Source passage:
□ □ □ □ □ □ □
It means we are entering an exciting time, according to Dr Mark Marley, a researcher who studies the atmospheres of other planets at Nasa Ames. “In the next few years people will start to be able to identify the true Earth twins,” he says.
But compared to stars, planets are very hard to decipher in general, points out Burrows. Simply put, many more things can happen to them. Earth, for example, has a moon because it was hit by another object in its early life; Venus, although similar in size to Earth, has been left with a greenhouse effect caused by a toxic and thick atmosphere; and Saturn has its famous rings, which could have once been a moon. “Each one seems to have its own unique story [of how it formed],” says Marley, “details matter a lot.”
□ □ □ □ □ □ □
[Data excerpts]
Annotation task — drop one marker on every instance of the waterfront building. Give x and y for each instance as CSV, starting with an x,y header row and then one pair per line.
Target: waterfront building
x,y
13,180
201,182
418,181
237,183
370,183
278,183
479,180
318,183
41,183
□ □ □ □ □ □ □
Tasks to perform:
(1) Answer these questions using the passage about studying other planets:
(a) Where does Dr Mark Marley study the atmospheres of other planets?
(b) According to the passage, why does Earth have a moon?
(c) What does the passage say Saturn's rings could once have been?
(2) Proceed with the passage about studying other planets, writing on from its last sentence.

Responses to the tasks:
(1)
(a) Nasa Ames.
(b) It was hit by another object in its early life.
(c) A moon.

(2)
Of course, theories will be adapted as more observations come in. While “super Earths” are currently the most common category of exoplanets, Beicham believes that the smaller rocky planets will soon overtake them in number, purely on the basis that it seems reasonable that smaller things may be more common in the Universe. Similarly, we will know more about whether our own solar system is atypical or commonplace. Just a quarter of 1% of the sky has been surveyed by planet hunters so far, which means there will almost certainly be many more outlandish discoveries to come.
Burrows is philosophical about the point of all this effort. “If you want to understand your origins, you have to understand them in the context of everything else,” he offers. By that metric, the human species seems a very long way from an objective appreciation of its place in the Universe. “You can’t really say you understand Earth until you understand others like Earth.”